What you need to do —
a) Please list every situation that the Java test-data guide gives in its sentence beginning “Whether you’re testing” as a time when fake data is used.
b) Continue the guide on building realistic test data in Java, starting after its final sentence.

Document —
◇ ◇ ◇ ◇ ◇ ◇ ◇

Building Realistic Test Data in Java: A Hands-On Guide for Developers
Learn how to build a simple API that delivers believable fake users, perfect for testing, demos, or UI prototyping. No more “John Doe” data, finally, real-feel mocks.
Join the DZone community and get the full member experience.
Join For FreeThere’s something that every backend or API developer faces sooner or later: the need for good fake data.
Whether you’re testing a new API, populating a database for demos, or simply trying to make your unit tests less “boring”, fake data is part of your daily routine. The problem? Most fake data feels… fake. You end up with “John Doe” and “123 Main Street” repeated over and over, which doesn’t look great when showing a prototype to your team or client.
So today, let’s fix that.
In this article, we’ll explore two powerful Java libraries that make generating fake yet realistic data a breeze: DataFaker and EasyRandom.
We’ll go beyond just generating names and emails — we’ll learn how to integrate both libraries inside a Spring Boot 3 project, how to combine their strengths, and how to make everything available through a REST API that returns test data.
This isn’t a theoretical overview. We’ll look at real code, and you’ll walk away knowing exactly how to reproduce it in your next project.

◇ ◇ ◇ ◇ ◇ ◇ ◇

Entries shown —
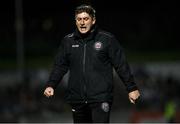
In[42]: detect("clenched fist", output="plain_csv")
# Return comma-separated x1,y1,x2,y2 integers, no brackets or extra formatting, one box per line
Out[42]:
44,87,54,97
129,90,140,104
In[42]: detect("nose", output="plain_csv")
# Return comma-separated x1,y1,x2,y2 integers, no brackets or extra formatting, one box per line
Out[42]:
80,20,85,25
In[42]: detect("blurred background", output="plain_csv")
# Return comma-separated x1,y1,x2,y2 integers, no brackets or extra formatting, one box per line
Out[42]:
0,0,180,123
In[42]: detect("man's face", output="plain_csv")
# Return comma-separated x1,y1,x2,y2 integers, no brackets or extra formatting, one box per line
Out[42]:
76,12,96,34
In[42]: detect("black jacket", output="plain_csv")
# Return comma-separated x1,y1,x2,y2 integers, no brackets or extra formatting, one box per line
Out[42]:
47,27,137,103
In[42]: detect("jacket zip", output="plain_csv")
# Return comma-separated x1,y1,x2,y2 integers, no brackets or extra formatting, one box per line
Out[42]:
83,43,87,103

◇ ◇ ◇ ◇ ◇ ◇ ◇

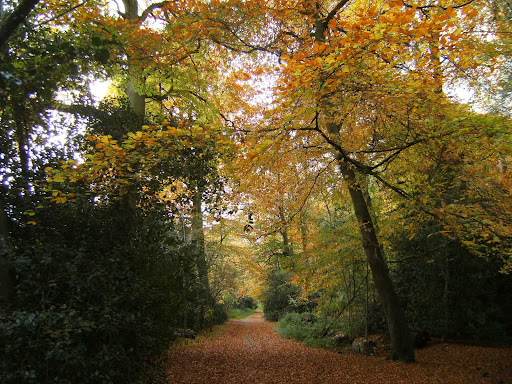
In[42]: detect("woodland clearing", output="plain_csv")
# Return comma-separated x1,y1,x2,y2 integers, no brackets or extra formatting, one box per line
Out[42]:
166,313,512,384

◇ ◇ ◇ ◇ ◇ ◇ ◇

Answers to the tasks —
a)
- Testing a new API
- Populating a database for demos
- Making unit tests less “boring”

b)
Why Bother Generating Fake Data?
Let’s face it: manually crafting test data is time-consuming and error-prone.
Imagine you’re developing a system for managing users. You need to test pagination, filtering, sorting, and edge cases (like missing emails or very long names). Instead of hand-writing 100 lines of sample JSON, wouldn’t it be nicer to generate it automatically and instantly?
Good fake data helps you:
- Validate your logic in a more realistic scenario
- Showcase prototypes with data that “looks real”
- Stress test APIs or UI components with variable inputs
- Automate unit tests without boilerplate “mock builders”
So instead of hardcoding “Alice” and “Bob,” we’ll let DataFaker and EasyRandom do the heavy lifting.
DataFaker: The Modern, Improved JavaFaker
If you’ve used JavaFaker in the past, DataFaker is its modern, actively maintained successor.
It’s built for recent Java versions (Java 17+), is fast, and offers hundreds of data categories — including names, addresses, finance, company information, internet data, crypto keys, and even Star Wars characters if you feel nostalgic.
Let’s see a quick example:
import net.datafaker.Faker;
Faker faker = new Faker();
System.out.println(faker.name().fullName());
System.out.println(faker.internet().emailAddress());
System.out.println(faker.address().fullAddress());
Run that, and you’ll get something like:
Matilde Marques
[email protected]
Rua do Carmo 45, 1200-093 Lisboa
Pretty cool, right? And it even looks localized if you change the locale.
Faker faker = new Faker(new Locale("pt"));
Now your data fits your language and region — an enjoyable touch for international testing.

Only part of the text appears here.